Starting from the line that holds "For the dataset, point out each instance of the dark", print every line through the end of the records, first and last included.

╭─ Data extracts

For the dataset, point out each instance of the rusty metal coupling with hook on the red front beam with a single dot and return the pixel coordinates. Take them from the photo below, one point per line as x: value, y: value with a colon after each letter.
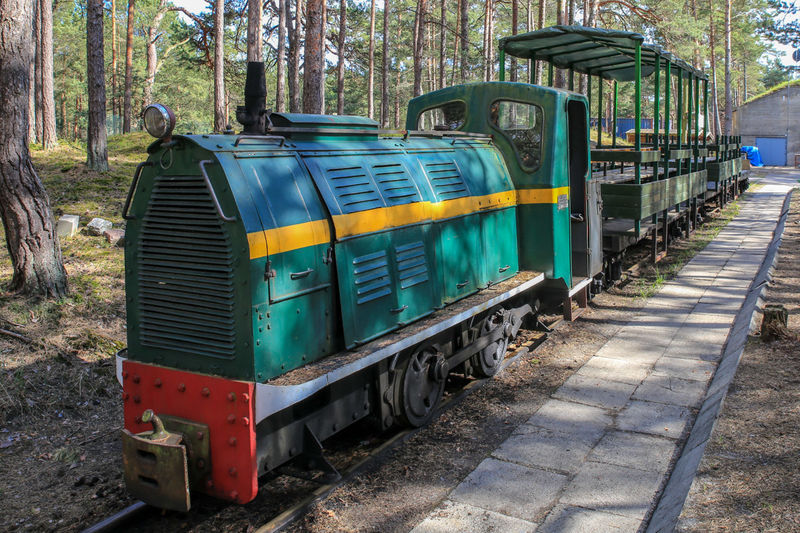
x: 162, y: 465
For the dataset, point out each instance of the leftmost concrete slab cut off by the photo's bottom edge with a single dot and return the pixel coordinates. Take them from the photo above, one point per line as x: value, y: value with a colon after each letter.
x: 451, y: 516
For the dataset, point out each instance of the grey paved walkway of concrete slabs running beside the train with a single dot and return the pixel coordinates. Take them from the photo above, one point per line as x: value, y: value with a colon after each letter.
x: 598, y: 454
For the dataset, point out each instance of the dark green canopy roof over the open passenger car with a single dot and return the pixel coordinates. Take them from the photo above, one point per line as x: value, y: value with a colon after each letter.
x: 610, y: 54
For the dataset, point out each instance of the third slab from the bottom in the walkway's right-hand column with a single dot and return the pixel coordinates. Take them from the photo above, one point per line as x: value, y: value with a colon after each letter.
x: 634, y: 450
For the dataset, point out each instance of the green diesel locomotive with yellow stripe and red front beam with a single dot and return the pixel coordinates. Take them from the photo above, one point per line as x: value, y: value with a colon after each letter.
x: 311, y: 271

╰─

▶ **Task response**
For the dataset, point out each instance of the dark green canopy roof over the open passenger car with a single dot and return the pixel coordinates. Take them from the photo above, one point per line as x: value, y: value with a colon after each letter.
x: 610, y: 54
For the dataset, point out each instance of the third slab from the bottom in the walkway's right-hand column with a single dot and return the pixel coordinates. Take them from the photo above, one point per line as x: value, y: value with a colon after each letter.
x: 634, y: 450
For the dataset, point out each instance of the green diesel locomotive with yellow stripe and red front beam with a single dot and return the pixel coordinates. Take them from the photo above, one point per line as x: value, y: value with a colon after each letter.
x: 311, y: 271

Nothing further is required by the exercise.